Problem: Write only the count of lines that hold the word "spot" in the listing.
═════ Data for the task
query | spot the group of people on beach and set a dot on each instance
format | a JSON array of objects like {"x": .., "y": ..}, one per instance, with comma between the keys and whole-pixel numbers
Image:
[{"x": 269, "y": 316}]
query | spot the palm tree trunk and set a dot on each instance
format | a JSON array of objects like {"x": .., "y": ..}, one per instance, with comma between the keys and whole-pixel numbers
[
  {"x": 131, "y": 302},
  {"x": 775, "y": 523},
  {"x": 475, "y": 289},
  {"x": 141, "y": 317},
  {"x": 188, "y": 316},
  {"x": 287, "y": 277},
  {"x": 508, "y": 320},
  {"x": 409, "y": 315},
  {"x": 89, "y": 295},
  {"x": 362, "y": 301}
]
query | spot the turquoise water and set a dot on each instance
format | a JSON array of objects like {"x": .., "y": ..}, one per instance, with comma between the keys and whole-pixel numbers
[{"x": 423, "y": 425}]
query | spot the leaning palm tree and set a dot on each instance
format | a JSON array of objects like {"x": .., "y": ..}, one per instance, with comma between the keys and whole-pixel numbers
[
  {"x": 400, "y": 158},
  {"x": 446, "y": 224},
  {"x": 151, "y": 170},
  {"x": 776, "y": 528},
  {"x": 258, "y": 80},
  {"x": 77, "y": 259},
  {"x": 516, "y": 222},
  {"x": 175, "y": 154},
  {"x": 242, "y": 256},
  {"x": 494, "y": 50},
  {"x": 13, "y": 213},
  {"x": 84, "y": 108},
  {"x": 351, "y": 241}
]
══════════
Response below: 4